[START OF Selection]

The Level is a British crime drama, which began broadcasting on ITV on 30 September 2016. The six-part series focuses on DS Nancy Devlin (Karla Crome), a detective with the National Crime Division, who is assigned to Brighton CID to investigate the murder of Frank Le Saux (Philip Glenister), a corrupt businessman with whom she has been associated in the past. Having been present at the scene of the murder, Nancy struggles to keep her involvement in the case a secret, whilst working under the watchful eye of boss DCI Michelle Newman (Lindsey Coulson). The series was predominantly filmed in and around the streets of Brighton. The series received consistent viewing figures throughout its run, and actress Karla Crome has suggested the possibility of a second series.

Cast 
Main cast
 Karla Crome as DS Nancy Devlin, National Crime Division
 Laura Haddock as Hayley Svrcek, Frank's daughter
 Lindsey Coulson as DCI Michelle Newman, East Sussex Police
 Rob James-Collier as DS Kevin O'Dowd, National Crime Division
 Noel Clarke as DS Sean 'Gunner' Martin, East Sussex Police
 Amanda Burton as Cherie Le Saux, Frank's wife
 Joe Absolom as Shay Nash, corrupt businessman and Hayley's ex
 Geoff Bell as Duncan Elliot, partner of Le Saux haulage
 Lorne MacFayden as Darryl Quinn, Frank's right-hand man
 Gary Lewis as Gil Devlin, Nancy's father and former detective

Recurring characters
 Philip Glenister as Frank Le Saux, corrupt businessman
 Jane Hazlegrove as DC Gayle Vincent, East Sussex Police
 Cian Binchy as Tate Le Saux, Frank's son
 Suzanne Packer as Teresa Devlin, Nancy's mother
 Kelly Harrison as Delia Bradley, Frank's lover
 Rupert Procter as Theo Ketler, Frank's accountant

Plot 
One night, Frank Le Saux (Philip Glenister), a corrupt businessman, arranges to meet DS Nancy Devlin (Karla Crome), a National Crime Division detective who has been protecting him from prosecution on several occasions. However, their meeting is cut short when they are interrupted by the arrival of an unknown gunman. Frank is shot dead, and Nancy receives a wound from a ricochet. The Brighton CID of East Sussex Police are assigned to investigate the case. Boss DCI Michelle Newman (Lindsey Coulson) arranges for DS Devlin to be assigned to the case, unaware of her being present at the scene of the murder. Devlin is initially paired with DS Sean 'Gunner' Martin (Noel Clarke), but friction occurs between the pair, forcing Newman to second Nancy's fellow NCD detective Kevin O'Dowd (Rob James-Collier) to the case.

[END OF Selection]
[START OF Data in this exercise]

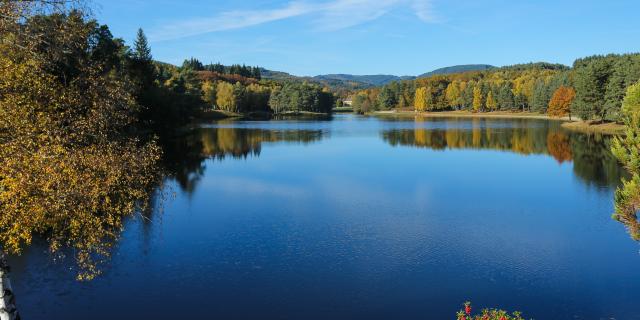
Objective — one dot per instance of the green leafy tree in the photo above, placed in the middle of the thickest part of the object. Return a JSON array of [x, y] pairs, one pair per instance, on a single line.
[[627, 150]]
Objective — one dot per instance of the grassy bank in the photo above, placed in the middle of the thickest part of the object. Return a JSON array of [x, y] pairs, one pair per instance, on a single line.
[[610, 128]]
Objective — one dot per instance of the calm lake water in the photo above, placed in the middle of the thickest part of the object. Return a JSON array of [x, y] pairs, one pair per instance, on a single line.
[[363, 218]]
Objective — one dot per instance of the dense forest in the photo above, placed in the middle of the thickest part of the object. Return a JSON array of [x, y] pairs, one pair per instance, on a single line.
[[592, 89]]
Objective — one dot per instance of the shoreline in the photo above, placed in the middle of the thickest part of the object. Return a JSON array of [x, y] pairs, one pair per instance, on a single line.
[[467, 114], [573, 124]]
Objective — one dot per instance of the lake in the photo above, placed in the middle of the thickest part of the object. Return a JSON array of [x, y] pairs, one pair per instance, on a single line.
[[358, 217]]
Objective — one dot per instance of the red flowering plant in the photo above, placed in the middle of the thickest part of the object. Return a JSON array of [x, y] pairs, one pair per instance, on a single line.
[[487, 314]]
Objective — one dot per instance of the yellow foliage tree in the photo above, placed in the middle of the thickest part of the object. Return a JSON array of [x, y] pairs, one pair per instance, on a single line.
[[69, 169], [560, 103], [491, 102], [477, 99], [420, 101], [225, 97], [453, 94]]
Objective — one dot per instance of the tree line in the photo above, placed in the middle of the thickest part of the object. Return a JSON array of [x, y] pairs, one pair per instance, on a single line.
[[593, 88]]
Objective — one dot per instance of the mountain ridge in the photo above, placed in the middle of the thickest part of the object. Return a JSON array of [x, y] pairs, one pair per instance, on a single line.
[[374, 80]]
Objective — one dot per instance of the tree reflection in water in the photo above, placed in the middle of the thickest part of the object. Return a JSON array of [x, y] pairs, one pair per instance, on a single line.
[[185, 155], [592, 159]]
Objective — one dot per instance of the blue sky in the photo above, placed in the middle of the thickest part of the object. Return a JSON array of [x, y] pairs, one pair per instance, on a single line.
[[401, 37]]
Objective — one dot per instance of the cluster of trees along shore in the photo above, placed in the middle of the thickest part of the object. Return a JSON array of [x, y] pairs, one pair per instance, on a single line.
[[82, 114], [592, 89]]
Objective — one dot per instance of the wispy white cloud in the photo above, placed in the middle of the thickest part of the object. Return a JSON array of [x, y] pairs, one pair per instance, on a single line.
[[328, 16]]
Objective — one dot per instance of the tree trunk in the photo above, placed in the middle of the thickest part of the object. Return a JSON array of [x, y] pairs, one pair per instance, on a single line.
[[8, 309]]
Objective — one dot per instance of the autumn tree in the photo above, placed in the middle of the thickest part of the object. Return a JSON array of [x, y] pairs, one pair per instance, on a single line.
[[225, 97], [491, 102], [454, 95], [421, 99], [560, 104], [70, 169]]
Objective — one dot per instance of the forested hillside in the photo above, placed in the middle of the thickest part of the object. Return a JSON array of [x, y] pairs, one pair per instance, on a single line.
[[592, 89]]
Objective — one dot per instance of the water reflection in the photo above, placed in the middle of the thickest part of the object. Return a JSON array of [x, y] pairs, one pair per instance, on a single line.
[[185, 154], [593, 162]]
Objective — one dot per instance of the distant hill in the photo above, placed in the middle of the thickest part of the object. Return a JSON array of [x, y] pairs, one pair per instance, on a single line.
[[332, 82], [457, 69], [350, 82], [373, 80]]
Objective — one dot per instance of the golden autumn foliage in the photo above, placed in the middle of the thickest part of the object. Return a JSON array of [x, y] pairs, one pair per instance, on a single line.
[[559, 147], [69, 170], [420, 101], [491, 102], [477, 99], [560, 104]]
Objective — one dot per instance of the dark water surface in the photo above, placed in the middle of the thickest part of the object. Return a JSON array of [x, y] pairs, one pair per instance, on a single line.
[[363, 218]]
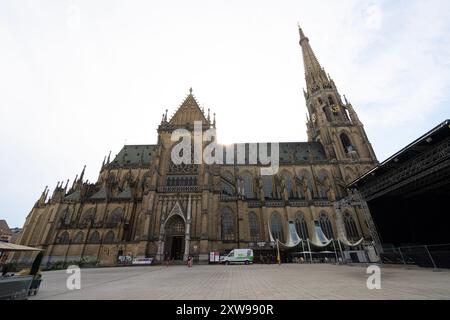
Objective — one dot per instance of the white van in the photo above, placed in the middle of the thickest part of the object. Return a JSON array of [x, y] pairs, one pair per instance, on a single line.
[[238, 256]]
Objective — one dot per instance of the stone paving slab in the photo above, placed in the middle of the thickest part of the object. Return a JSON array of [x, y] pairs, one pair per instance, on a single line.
[[255, 282]]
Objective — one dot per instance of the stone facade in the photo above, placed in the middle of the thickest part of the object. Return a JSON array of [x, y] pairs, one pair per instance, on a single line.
[[144, 205]]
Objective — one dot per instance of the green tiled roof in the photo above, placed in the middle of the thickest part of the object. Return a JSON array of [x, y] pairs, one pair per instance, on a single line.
[[133, 155]]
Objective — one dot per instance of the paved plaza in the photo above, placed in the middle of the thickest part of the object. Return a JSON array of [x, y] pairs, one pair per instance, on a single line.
[[273, 282]]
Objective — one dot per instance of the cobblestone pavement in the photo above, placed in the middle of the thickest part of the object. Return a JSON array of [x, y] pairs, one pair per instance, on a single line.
[[255, 282]]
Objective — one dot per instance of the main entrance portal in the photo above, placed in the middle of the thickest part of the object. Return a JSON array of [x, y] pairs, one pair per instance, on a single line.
[[176, 252], [175, 238]]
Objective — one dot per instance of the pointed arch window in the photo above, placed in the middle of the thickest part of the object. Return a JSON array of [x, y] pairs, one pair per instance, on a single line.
[[276, 227], [325, 224], [288, 184], [79, 237], [301, 226], [94, 238], [116, 216], [253, 225], [227, 225], [331, 101], [109, 237], [350, 227], [326, 111], [248, 185], [346, 143], [176, 226], [89, 216], [268, 186]]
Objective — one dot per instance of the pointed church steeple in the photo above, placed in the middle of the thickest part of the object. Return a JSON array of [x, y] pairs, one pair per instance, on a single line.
[[331, 122], [315, 75]]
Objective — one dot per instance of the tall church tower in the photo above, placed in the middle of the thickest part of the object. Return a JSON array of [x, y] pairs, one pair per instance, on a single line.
[[331, 121]]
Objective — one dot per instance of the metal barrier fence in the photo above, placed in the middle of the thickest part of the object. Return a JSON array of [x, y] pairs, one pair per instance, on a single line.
[[430, 256]]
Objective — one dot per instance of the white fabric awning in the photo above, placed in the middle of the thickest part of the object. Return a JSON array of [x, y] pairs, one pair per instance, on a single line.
[[5, 246]]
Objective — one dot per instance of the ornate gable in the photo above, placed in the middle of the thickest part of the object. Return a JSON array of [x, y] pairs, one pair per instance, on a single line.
[[188, 113]]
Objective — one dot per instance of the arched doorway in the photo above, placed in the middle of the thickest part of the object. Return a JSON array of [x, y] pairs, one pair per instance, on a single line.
[[175, 237]]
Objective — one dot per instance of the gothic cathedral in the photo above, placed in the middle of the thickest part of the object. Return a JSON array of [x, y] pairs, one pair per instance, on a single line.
[[144, 205]]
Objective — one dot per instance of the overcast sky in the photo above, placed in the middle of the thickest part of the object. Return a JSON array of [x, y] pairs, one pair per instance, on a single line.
[[81, 78]]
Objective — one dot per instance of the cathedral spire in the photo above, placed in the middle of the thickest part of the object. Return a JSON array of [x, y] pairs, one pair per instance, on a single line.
[[315, 75]]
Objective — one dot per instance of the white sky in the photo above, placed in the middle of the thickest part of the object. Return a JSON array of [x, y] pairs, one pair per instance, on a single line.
[[79, 78]]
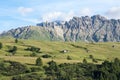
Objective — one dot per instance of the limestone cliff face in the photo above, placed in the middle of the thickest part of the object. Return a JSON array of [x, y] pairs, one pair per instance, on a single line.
[[95, 28]]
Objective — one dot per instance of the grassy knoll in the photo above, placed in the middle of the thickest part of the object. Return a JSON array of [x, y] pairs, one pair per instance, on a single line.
[[76, 50]]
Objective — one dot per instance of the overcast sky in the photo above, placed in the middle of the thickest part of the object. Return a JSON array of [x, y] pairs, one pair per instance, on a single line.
[[18, 13]]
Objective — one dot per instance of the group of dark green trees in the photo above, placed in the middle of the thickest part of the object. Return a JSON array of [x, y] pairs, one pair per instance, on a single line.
[[77, 71]]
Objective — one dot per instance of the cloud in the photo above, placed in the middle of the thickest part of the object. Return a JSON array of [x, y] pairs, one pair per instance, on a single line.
[[85, 12], [57, 16], [24, 11], [113, 12]]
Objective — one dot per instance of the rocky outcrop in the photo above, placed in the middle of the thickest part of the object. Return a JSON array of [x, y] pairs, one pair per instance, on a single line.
[[96, 28]]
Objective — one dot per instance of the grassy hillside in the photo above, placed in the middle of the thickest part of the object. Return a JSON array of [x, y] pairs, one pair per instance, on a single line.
[[77, 51]]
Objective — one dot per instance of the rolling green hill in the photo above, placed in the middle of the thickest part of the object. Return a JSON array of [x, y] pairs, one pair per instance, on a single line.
[[77, 51], [60, 52]]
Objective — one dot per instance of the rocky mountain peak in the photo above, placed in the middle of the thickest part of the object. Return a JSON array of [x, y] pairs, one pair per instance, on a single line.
[[95, 28]]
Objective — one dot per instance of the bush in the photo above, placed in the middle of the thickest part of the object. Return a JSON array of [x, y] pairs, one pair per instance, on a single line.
[[39, 62], [46, 56], [33, 49], [69, 58], [84, 61], [91, 56], [33, 54], [1, 45], [16, 40], [13, 50]]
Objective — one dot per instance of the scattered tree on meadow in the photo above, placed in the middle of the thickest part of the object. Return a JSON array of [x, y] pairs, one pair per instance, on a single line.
[[1, 45], [39, 62], [84, 61], [16, 40], [69, 58], [13, 50]]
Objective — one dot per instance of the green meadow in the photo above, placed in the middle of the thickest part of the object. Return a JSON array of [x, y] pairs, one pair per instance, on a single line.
[[76, 50]]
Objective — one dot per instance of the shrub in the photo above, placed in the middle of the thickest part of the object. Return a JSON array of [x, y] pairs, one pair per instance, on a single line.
[[69, 58], [1, 45], [46, 56], [39, 62]]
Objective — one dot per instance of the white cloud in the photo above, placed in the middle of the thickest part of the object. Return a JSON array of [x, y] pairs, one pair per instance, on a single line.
[[85, 12], [24, 11], [57, 16], [113, 12]]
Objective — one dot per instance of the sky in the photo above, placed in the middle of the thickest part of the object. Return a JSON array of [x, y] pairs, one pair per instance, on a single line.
[[19, 13]]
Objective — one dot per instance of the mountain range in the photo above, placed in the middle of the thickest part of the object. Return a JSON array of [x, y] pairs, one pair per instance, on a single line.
[[89, 29]]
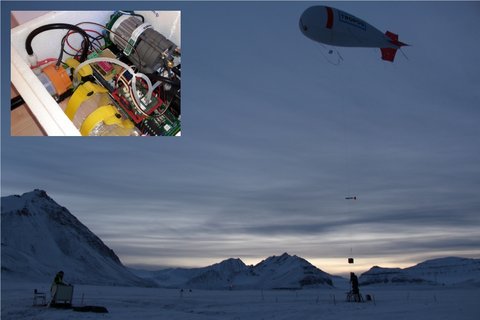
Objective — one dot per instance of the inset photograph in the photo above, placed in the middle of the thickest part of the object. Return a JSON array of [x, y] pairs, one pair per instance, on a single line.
[[96, 73]]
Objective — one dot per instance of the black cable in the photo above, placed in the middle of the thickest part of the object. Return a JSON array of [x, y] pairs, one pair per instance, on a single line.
[[16, 102], [154, 76], [53, 26], [132, 13]]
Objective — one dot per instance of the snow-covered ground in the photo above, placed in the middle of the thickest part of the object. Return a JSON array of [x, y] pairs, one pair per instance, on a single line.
[[127, 303]]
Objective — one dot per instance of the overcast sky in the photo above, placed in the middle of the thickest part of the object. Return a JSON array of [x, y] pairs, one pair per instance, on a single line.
[[275, 137]]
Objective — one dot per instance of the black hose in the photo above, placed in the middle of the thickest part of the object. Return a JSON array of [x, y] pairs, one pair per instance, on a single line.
[[53, 26]]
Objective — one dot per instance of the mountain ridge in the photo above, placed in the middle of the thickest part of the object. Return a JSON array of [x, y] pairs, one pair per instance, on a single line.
[[40, 237]]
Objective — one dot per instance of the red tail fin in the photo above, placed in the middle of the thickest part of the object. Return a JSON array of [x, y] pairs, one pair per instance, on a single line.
[[388, 54]]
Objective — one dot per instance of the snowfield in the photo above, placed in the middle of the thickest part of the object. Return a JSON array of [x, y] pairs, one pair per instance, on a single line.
[[127, 303]]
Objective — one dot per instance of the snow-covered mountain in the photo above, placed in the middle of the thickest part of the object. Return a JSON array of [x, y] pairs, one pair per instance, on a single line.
[[40, 237], [450, 270], [276, 272]]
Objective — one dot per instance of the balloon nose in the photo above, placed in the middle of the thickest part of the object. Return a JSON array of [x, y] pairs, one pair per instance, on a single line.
[[303, 26]]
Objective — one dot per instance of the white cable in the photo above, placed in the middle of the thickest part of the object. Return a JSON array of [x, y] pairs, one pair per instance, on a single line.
[[148, 96]]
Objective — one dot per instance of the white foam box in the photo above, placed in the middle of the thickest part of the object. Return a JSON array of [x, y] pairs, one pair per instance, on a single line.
[[47, 45]]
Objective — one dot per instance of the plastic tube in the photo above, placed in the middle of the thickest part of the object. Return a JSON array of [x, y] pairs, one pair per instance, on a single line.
[[148, 96]]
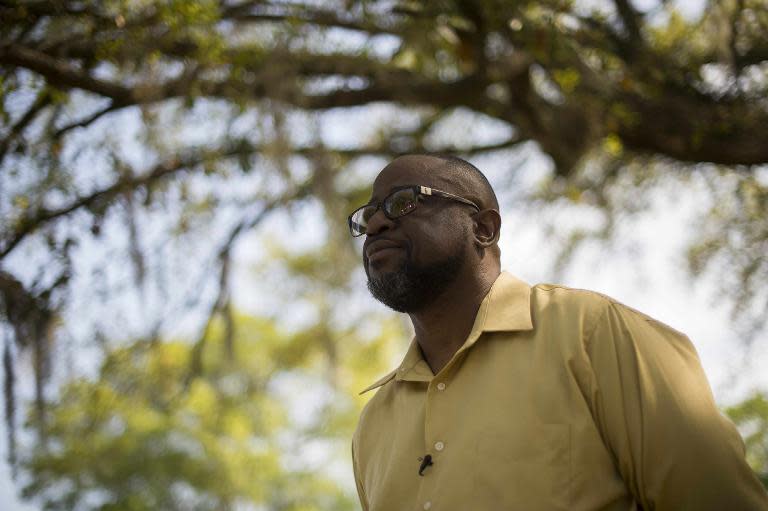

[END OF Data in this exercise]

What you need to do:
**a.** In the crime drama's description, on what date did the series begin broadcasting on ITV?
**b.** Rewrite the stretch of rows from the start of the rows through the line containing "[[610, 128]]", changing "dot" to "marker" and keeping everything else the same. Give only those rows, without the pictures.

Answers to each task:
**a.** 30 September 2016

**b.**
Objective — one marker per instance of the green leafy tree in the photo above, placed in the middle of the thickest part of the object. Return a JSON array of [x, y] pairs, one pair per instance, on a single line.
[[627, 150]]
Objective — one marker per instance of the grassy bank in the photo above, placed in the middle of the thickest part of the object. Return a JSON array of [x, y] pairs, one pair per instance, on a single line.
[[610, 128]]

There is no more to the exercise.